#### [WHAT THIS EXERCISE ASKS]
a. For each statement below, say yes or no on whether the spicy food post supports it, and quote the words of the post that decide it. (i) The narrator's wife was away when the vindaloo was cooked. (ii) At the lunch, the narrator asked for the Pad Thai extra hot. (iii) The Ramones song that came on was "I wanna be sedated."
b. Pick up the spicy food post after its final sentence and write the next part.

Saturday, January 08, 2005

Careful with the hot stuff!

I have been doing penance. Having taken a longish break around the yuletide and New Year, it was eventually time to descend back into the Saltmine. And a deep descent it is, into a project I only understand half of, with a deadline as close as a stripper's shave. So what is your glamourous Rentboy doing this swinging Saturday nite? He's spending it with a purring warm laptop, having cooked a ferociously spicy lamb vindaloo in the few days' absence of Wife, who likes spicy food but thinks this particular dish is closer to suicide than dinner.

Cooking and rock n'roll go together like lube and assfucking. I'd been listening to something mellow while I chopped the veggies and meat. But as I reached for the bag of vindaloo spice blend The Ramones came on, "I wanna be sedated". Yeah! Headbanging ensued, some brandishing of cutlery, and finally an excessive amount of the fiery stuff got added to the sauce.

"Oh well, I'll just eat it with yoghurt" I thought recklessly and put the lid back on. Half an hour later, I'm two bites into dinner, hallucinating that my tiny kitchen is constricting around me - or maybe I'm expanding like a balloon. This last for a little while, and I get back to just feeling like I swallowed napalm.

Delicious. Spicy food is an addiction for me. If I don't feel my nose running and sweat beading on my forehead at least every other week, I get an irrepressible urge to visit a reliable curry house. And I know exactly when this began. Some 6 years ago I had lunch with an older man I needed to make a good impression on. When we ordered he told the waiter twice that he wanted his Pad Thai extra hot. "I want to sweat," as he said repeatedly. I ordered the same dish, medium hot. You see where this is going. About halfway through the meal, speaking became difficult. Then I turned red. Then I began to sweat profusely. He gave me a strange look. "You all right?" I managed to mutter "Mmmmmhmmm..." He gave a knowing nod. "So that's what happened to my food."

Then he ordered me a pot of yoghurt to cool the burn, and another bottle of water.

#### [DATA]
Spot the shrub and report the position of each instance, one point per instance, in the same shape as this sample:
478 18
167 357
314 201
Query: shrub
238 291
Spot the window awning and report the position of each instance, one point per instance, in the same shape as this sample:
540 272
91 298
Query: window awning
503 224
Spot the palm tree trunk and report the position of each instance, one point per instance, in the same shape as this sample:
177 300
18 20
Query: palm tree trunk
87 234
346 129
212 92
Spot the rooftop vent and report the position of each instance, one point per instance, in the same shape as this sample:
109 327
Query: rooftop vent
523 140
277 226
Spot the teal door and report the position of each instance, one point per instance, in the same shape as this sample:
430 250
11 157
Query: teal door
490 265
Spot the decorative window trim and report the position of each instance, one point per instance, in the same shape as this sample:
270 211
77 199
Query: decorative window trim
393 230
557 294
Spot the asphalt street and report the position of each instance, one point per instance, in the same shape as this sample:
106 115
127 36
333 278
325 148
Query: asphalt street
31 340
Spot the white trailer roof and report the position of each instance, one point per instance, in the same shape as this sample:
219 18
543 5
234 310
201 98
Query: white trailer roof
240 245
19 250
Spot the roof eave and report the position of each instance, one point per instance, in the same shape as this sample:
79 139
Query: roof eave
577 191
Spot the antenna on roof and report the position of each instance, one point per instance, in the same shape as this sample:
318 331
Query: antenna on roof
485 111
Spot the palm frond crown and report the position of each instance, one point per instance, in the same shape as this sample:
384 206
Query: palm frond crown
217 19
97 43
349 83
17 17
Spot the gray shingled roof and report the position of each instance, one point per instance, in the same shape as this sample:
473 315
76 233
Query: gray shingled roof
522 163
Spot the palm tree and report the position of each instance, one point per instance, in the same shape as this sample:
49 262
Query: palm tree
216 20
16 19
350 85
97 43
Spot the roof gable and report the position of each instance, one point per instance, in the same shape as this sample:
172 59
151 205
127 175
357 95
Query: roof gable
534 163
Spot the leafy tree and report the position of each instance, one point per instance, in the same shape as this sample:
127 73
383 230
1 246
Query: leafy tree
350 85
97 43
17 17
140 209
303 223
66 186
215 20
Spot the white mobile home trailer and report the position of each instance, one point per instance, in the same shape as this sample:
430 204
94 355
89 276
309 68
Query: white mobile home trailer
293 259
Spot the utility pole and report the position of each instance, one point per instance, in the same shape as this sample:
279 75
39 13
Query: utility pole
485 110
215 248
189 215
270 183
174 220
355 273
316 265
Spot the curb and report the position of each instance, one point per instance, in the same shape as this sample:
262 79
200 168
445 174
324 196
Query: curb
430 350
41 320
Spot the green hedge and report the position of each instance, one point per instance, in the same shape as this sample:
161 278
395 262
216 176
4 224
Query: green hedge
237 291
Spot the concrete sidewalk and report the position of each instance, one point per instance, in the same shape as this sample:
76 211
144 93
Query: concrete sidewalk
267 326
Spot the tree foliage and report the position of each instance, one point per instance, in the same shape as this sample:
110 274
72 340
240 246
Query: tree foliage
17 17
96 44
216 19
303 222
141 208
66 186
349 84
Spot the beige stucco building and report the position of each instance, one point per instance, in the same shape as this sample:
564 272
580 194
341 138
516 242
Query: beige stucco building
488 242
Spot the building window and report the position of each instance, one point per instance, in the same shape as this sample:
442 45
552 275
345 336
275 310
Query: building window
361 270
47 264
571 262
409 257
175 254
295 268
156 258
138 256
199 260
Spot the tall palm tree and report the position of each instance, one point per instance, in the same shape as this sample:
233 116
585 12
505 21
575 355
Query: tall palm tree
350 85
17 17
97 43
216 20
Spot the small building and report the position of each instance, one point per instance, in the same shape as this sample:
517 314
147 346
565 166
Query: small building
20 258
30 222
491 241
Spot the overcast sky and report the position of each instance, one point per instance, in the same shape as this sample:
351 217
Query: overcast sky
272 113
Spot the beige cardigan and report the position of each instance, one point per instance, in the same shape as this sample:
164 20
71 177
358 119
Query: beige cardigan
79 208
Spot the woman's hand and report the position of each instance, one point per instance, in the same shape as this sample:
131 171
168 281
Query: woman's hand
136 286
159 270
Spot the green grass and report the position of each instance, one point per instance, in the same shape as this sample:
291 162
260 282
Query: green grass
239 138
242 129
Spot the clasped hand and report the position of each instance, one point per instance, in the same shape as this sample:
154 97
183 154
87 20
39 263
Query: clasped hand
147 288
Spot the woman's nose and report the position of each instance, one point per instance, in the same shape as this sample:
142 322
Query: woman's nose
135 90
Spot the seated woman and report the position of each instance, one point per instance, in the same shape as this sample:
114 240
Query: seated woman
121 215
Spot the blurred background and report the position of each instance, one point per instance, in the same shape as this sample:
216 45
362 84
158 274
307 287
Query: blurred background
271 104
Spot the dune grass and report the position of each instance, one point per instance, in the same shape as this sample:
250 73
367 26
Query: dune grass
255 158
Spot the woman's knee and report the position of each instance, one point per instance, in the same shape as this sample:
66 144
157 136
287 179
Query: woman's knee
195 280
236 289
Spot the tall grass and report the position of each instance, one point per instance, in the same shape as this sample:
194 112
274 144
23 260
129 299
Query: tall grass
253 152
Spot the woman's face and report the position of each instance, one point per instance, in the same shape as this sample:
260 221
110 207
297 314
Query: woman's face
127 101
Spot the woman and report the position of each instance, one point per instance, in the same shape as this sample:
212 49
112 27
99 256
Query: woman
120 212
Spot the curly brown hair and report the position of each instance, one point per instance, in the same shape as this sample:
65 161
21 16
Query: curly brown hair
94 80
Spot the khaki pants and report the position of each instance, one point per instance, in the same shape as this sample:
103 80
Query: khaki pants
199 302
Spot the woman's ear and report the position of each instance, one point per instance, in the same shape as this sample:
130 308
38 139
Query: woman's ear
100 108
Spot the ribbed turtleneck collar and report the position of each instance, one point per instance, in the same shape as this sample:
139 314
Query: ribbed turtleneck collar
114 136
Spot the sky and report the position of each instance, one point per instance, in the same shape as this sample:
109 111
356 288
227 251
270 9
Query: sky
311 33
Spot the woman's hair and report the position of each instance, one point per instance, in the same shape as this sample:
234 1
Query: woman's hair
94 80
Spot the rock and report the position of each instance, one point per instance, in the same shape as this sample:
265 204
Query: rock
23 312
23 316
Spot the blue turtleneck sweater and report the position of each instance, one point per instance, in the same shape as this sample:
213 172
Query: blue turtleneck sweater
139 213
==
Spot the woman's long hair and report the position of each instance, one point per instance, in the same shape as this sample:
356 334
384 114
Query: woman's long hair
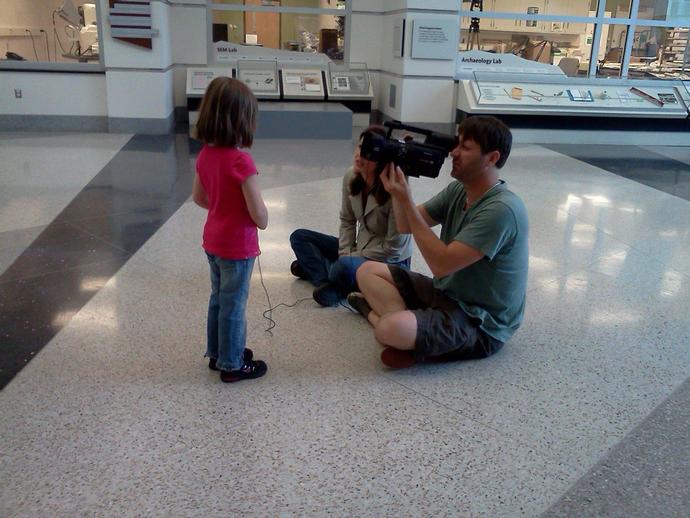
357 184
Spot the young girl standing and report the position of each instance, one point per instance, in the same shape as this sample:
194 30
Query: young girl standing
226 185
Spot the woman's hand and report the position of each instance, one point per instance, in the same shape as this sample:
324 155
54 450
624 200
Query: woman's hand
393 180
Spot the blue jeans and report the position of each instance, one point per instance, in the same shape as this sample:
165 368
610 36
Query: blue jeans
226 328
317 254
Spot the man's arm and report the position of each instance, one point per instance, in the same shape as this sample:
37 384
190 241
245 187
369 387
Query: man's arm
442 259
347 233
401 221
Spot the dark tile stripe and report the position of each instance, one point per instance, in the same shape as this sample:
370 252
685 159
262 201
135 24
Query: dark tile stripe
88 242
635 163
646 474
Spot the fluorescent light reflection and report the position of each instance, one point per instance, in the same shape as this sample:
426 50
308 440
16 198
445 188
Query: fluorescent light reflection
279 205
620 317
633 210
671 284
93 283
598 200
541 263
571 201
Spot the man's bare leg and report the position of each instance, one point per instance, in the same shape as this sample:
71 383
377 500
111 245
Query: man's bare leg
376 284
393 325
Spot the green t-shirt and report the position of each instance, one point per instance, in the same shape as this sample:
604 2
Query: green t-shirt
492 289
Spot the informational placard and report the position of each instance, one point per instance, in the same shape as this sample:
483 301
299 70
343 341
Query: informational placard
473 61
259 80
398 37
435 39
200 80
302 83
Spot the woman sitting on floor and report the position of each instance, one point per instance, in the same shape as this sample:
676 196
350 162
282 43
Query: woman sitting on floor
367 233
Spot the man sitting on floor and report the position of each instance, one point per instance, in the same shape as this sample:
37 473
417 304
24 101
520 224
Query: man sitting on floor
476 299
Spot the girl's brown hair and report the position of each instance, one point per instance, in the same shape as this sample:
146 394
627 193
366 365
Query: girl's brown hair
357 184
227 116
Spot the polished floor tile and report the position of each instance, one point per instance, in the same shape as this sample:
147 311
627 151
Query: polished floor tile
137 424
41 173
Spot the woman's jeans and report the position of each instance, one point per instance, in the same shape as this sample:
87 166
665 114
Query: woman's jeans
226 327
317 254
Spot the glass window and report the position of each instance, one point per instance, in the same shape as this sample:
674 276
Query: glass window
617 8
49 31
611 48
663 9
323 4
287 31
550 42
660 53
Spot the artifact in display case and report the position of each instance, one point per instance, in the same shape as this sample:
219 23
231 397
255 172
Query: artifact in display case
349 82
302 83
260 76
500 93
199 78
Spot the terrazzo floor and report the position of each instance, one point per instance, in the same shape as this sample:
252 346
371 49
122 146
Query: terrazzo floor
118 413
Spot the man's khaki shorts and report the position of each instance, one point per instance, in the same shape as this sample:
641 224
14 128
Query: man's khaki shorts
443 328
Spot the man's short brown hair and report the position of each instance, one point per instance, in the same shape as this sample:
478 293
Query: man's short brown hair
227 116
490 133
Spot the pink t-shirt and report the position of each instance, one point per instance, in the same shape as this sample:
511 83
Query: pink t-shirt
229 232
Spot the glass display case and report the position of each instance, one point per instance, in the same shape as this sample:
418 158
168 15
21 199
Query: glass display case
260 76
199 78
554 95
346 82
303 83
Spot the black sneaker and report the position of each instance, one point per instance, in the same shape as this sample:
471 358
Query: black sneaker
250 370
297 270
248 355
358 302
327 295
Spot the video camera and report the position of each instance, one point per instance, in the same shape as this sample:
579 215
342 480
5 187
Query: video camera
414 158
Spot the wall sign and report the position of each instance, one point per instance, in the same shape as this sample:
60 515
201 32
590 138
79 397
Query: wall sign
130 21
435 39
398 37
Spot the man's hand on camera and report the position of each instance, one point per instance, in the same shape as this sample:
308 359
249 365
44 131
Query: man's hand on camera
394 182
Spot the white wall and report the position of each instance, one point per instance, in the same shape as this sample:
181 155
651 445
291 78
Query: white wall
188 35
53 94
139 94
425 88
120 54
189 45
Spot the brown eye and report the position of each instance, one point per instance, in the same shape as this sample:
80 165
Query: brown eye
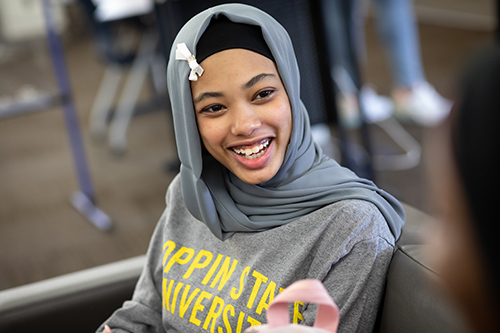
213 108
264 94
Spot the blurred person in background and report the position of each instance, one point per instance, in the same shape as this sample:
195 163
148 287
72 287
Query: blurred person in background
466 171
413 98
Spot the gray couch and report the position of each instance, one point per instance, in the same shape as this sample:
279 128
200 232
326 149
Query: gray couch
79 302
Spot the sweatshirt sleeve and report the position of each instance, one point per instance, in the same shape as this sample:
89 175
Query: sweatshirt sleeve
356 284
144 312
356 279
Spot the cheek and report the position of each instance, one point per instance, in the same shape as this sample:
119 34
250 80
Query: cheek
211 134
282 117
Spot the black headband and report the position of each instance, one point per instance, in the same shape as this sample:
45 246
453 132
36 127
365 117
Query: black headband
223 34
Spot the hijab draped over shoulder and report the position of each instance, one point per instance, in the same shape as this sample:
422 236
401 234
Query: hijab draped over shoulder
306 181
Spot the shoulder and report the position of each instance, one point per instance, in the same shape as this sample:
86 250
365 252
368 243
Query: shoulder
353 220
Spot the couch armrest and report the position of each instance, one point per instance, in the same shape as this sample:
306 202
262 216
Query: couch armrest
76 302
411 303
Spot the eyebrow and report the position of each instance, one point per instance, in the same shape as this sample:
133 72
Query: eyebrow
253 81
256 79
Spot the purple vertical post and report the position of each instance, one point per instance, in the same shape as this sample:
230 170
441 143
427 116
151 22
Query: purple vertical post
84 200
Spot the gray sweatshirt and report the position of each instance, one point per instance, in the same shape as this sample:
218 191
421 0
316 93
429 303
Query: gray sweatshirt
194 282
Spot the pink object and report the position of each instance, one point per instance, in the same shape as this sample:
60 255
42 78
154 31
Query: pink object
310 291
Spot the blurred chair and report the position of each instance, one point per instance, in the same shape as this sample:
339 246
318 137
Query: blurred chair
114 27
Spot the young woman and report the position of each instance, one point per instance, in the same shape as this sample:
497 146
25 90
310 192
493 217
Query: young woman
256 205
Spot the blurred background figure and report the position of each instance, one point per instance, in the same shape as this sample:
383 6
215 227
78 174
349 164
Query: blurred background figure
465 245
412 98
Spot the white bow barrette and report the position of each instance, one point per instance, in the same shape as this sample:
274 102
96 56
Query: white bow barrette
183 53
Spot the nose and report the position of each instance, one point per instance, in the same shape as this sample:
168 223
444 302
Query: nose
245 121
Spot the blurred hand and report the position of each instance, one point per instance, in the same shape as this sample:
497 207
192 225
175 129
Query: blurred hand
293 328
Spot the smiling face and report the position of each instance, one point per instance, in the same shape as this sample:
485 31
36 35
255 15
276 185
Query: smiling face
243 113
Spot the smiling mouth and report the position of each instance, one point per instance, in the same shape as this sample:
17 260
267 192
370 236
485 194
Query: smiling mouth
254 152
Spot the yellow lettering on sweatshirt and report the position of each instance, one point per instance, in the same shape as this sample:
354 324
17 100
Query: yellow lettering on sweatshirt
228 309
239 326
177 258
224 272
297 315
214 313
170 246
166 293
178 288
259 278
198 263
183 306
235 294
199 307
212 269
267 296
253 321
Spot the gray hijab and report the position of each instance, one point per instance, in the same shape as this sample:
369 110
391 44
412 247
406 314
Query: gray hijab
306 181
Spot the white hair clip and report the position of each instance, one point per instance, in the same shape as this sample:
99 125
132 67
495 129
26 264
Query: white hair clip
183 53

#### [WRITTEN RESPONSES]
a.
(i) Yes: "in the few days' absence of Wife"
(ii) No: "I ordered the same dish, medium hot."
(iii) Yes: "The Ramones came on, "I wanna be sedated""

b.
This new habit coincided by a few months with my other habit - discreetly renting out my sexual services to paying customers. And one evening the two habits clashed. I was entertaining a client at my flat (I was young and inexperienced). She was on top of me, having just settled down on it with a deep sigh, and was now riding my cock slowly, eyes closed, hands on my chest. I put my hands on her thighs, stroking, and then holding her muscular buttocks apart as she ground down on my cock, filling her. My right hand was covered with lube, because I'd just fingered her with lots of KY, then covered my cock in it before she settled down for the ride. Taking advantage I put my lube-smeared fingers on her rosebud, and began to tease her ass. This was a great success. At some point my left hand got in on the game, stroking her rosebud gently.

Suddenly, she stopped, looking down on me worried. "My ass hurts," she said, "like a burning sensation back there - is that normal?"

A brief panic. She got off me, I examined her bum, found nothing. Then I remembered - I'd chopped some red chilis for stirfry at lunch 8 hours earlier. The left hand held the chilis, right hand held the knife. Amazingly, she was pretty laid back about this. I playfully cleaned her with a cold washcloth, gave her head until she begged me to fuck her, and finally got back to that riding position we'd started out in.

After that I've always been extra careful after cooking hot food. But I wonder if anyone's experimented with hot peppers, or other such substances for sexual stimulation. Comments, dear pervs?

24 comments:

Anonymous said...

*whispers*

Amateur.

Ginger ;)

Blue Witch

J said...

I once rubbed my eyes after cutting chilis, not near as entertaining as your story though.

Houston said...

Oh yeah, sugah, there's an industry. There's a variety of lube out there with a red label. Back in the days when I was young enough to get an occasional discriminate fuck, I LOVED hot lube. I'm beginning to glow this moment just from the memory.

Hey, I'm just an indiscriminate blog surfer who was wondering what kind of perv was in the running for Best Sex Blog? I'm voting for you, even though I don't have a lot of experience.

Anonymous said...

Oh dear. Ring-sting and she didn't even get to eat the stirfry! I've no doubt you made it up to her.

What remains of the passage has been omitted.